- **Problem requirements**: Reproduce word for word the lines of the data below, starting at the line that contains "Tag every instance of the green seat" and ending at the line that contains "x=325 y=180", with both of those lines included and nothing else.

════════════════════

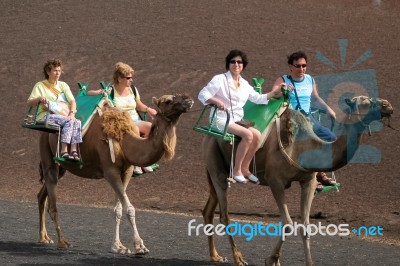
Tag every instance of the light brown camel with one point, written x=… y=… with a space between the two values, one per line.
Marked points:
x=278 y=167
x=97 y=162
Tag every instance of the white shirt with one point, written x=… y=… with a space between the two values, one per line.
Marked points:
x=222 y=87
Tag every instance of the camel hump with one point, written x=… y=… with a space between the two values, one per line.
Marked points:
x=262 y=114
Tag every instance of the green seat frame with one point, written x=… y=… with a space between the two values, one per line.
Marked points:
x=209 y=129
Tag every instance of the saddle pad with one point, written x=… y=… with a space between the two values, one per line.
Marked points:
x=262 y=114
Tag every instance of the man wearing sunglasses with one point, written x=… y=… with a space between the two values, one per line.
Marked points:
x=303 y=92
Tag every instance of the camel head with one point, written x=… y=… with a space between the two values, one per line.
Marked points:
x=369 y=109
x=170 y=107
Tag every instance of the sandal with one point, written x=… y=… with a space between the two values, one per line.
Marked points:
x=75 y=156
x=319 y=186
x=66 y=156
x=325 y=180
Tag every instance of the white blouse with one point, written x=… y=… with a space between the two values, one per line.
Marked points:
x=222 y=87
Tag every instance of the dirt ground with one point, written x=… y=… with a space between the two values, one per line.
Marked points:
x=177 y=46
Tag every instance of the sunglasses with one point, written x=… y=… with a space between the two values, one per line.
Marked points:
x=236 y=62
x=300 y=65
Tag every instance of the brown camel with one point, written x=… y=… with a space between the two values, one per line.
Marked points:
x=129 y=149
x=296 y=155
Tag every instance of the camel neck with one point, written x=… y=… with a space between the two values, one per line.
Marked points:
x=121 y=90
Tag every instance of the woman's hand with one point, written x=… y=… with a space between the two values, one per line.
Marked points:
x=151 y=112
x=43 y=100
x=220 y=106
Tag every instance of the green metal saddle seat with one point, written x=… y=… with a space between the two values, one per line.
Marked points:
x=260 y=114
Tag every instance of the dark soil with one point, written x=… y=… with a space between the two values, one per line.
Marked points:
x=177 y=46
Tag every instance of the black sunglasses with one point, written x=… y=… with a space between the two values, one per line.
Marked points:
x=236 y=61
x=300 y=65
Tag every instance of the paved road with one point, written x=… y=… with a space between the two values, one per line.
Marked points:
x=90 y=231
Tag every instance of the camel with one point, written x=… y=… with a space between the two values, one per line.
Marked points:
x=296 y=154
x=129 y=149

════════════════════

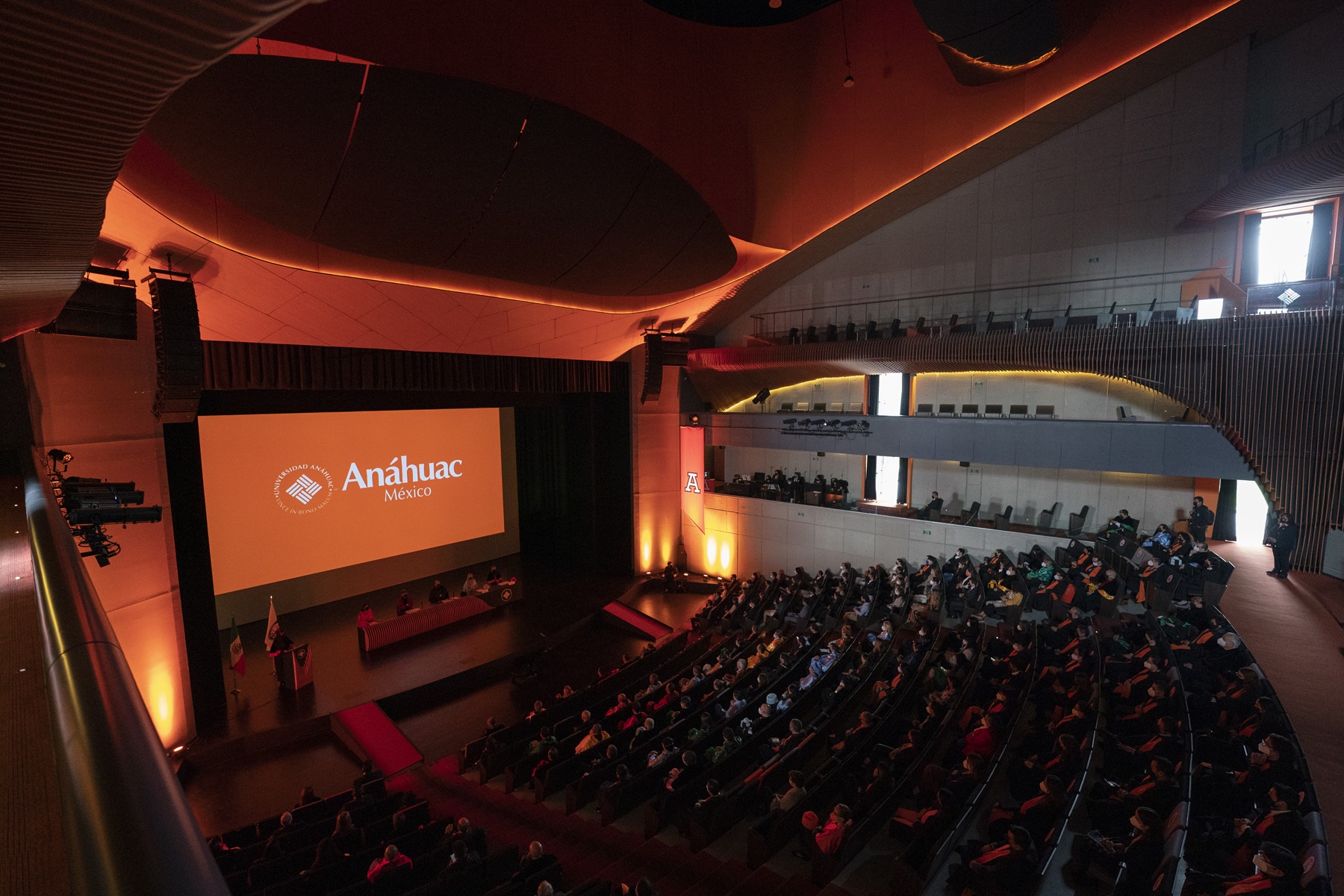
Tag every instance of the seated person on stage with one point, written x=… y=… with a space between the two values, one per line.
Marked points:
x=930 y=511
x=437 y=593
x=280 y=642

════════════════════

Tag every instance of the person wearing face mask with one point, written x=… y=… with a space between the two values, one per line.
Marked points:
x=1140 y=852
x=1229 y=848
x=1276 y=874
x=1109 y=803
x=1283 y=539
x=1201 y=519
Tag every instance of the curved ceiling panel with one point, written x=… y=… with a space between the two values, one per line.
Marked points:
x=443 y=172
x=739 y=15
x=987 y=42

════════════════════

- **Result for this task**:
Tag every instance of the green seat frame with one point, written x=… y=… with a space between the two values, one per line.
Marked points:
x=209 y=129
Tag every instance of the saddle pad with one point, written x=… y=… with a space between the two values, one per line.
Marked points:
x=262 y=114
Tag every instance of the man wearing sunglasses with one point, written x=… y=… with a space between the two values, one per line.
Marked points:
x=303 y=92
Tag every instance of the camel head with one point, written x=… y=… with a space between the two values, one per line.
Marked points:
x=369 y=109
x=170 y=107
Tag every instance of the sandal with one point, written x=… y=… with a space between the two values, one per line.
Marked points:
x=75 y=156
x=319 y=186
x=66 y=156
x=325 y=180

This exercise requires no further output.